§ **DOCUMENT PASSAGE**:
LeetCode in Kotlin

3469. Find Minimum Cost to Remove Array Elements

Medium

You are given an integer array nums. Your task is to remove all elements from the array by performing one of the following operations at each step until nums is empty:

• Choose any two elements from the first three elements of nums and remove them. The cost of this operation is the maximum of the two elements removed.
• If fewer than three elements remain in nums, remove all the remaining elements in a single operation. The cost of this operation is the maximum of the remaining elements.

Return the minimum cost required to remove all the elements.

Example 1:

Input: nums = [6,2,8,4]

Output: 12

Explanation:

Initially, nums = [6, 2, 8, 4].

• In the first operation, remove nums[0] = 6 and nums[2] = 8 with a cost of max(6, 8) = 8. Now, nums = [2, 4].
• In the second operation, remove the remaining elements with a cost of max(2, 4) = 4.

The cost to remove all elements is 8 + 4 = 12. This is the minimum cost to remove all elements in nums. Hence, the output is 12.

§ **RECORDED DATA**:
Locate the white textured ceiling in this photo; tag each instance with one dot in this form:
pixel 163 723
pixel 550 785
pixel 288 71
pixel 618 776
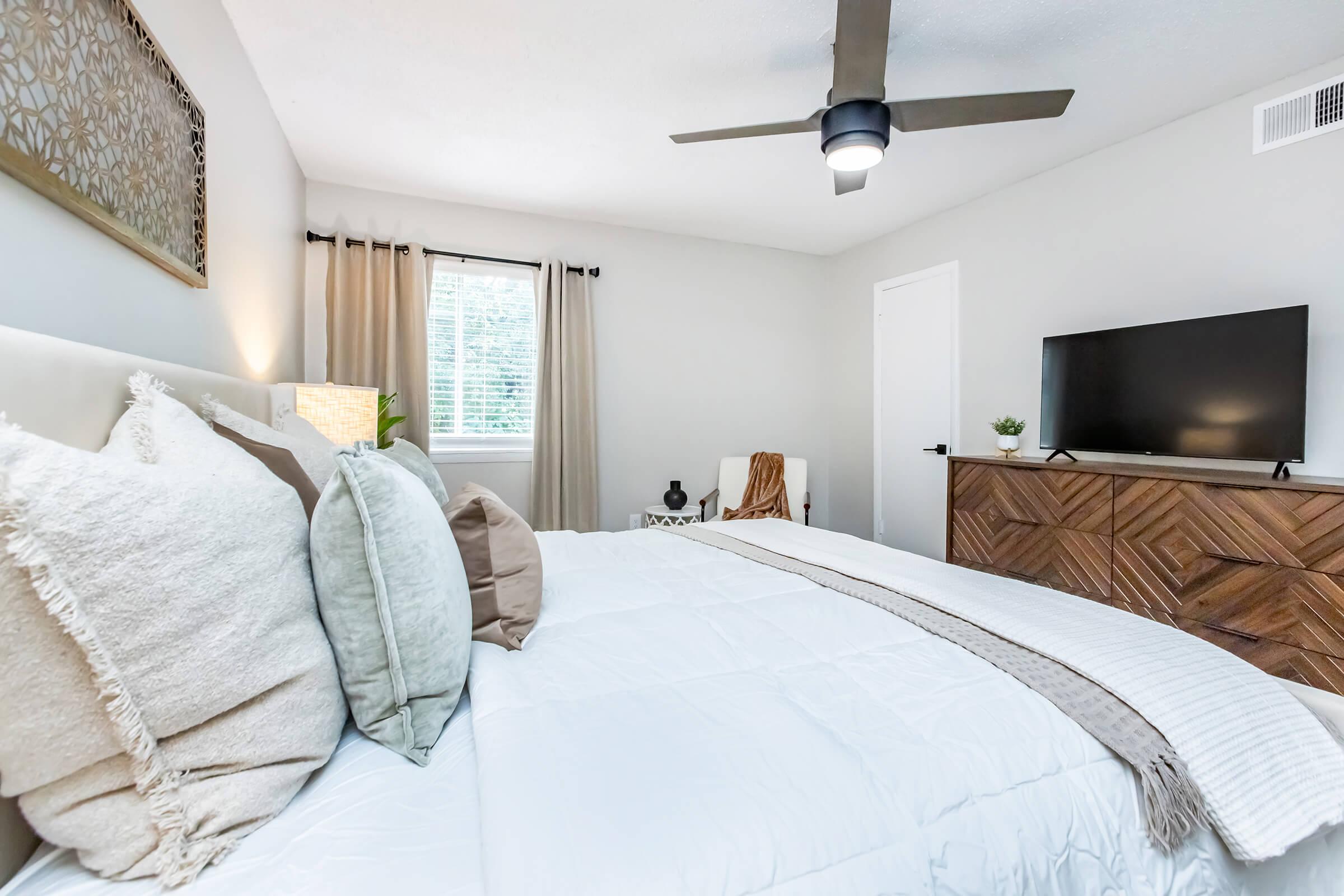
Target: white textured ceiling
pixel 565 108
* * *
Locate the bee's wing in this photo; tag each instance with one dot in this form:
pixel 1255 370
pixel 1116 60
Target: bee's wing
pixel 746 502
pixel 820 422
* * *
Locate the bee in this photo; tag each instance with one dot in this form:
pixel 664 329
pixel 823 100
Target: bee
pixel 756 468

§ **GOAL**:
Using the problem page on removing array elements, explain why the output for nums = [6,2,8,4] is 12.

§ **RESPONSE FOR THIS EXERCISE**:
The first operation removes 6 and 8 from the first three elements at a cost of max(6, 8) = 8, which leaves [2, 4]. Since fewer than three elements remain, both are removed in one operation at a cost of max(2, 4) = 4. The total of 8 + 4 = 12 is the minimum cost to remove all elements, so the output is 12.